Given data.
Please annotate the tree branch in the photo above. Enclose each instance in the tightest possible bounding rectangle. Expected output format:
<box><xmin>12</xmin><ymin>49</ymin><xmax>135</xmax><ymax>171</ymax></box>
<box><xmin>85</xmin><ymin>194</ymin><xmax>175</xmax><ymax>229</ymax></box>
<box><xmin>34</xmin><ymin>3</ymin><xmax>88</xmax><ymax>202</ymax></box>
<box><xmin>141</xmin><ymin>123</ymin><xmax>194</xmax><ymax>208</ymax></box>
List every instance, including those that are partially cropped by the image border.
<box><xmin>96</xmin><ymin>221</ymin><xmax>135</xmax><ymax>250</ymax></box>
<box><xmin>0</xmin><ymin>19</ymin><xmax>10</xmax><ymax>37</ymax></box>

Exercise aim.
Reproduce the lines above word for word, in the same order.

Exercise response.
Please annotate the tree branch in the photo above. Enclose each instance in the tightest possible bounding rectangle. Expected output format:
<box><xmin>12</xmin><ymin>49</ymin><xmax>135</xmax><ymax>171</ymax></box>
<box><xmin>85</xmin><ymin>194</ymin><xmax>175</xmax><ymax>229</ymax></box>
<box><xmin>34</xmin><ymin>3</ymin><xmax>88</xmax><ymax>202</ymax></box>
<box><xmin>141</xmin><ymin>123</ymin><xmax>194</xmax><ymax>208</ymax></box>
List every instance, including those that are partially cropped by the image border.
<box><xmin>96</xmin><ymin>221</ymin><xmax>135</xmax><ymax>250</ymax></box>
<box><xmin>0</xmin><ymin>19</ymin><xmax>10</xmax><ymax>37</ymax></box>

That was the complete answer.